TASK INSTRUCTIONS ▸ Please count the lines in the items below that contain the string "green", treating uppercase and lowercase letters as different. Reply with the number only.

━━━━━━━━━━━━━━━━━━━━

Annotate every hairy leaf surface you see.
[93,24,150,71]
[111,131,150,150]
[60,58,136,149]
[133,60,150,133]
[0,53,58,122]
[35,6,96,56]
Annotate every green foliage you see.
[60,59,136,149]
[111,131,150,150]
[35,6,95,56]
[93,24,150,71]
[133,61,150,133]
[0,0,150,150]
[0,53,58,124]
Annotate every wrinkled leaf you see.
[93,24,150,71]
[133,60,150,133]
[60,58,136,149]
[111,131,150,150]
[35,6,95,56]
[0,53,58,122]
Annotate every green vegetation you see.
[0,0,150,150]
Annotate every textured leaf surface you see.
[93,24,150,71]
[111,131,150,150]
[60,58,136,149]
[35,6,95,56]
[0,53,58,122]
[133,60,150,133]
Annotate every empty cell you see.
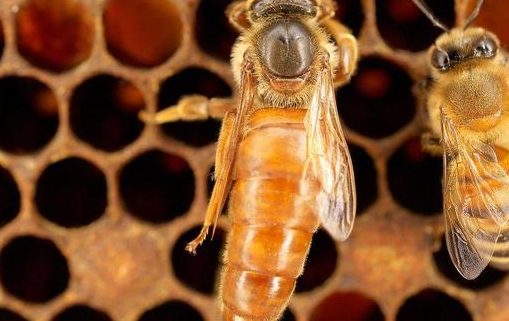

━━━━━━━━━━━━━━━━━━━━

ANSWER IN FULL ▸ 2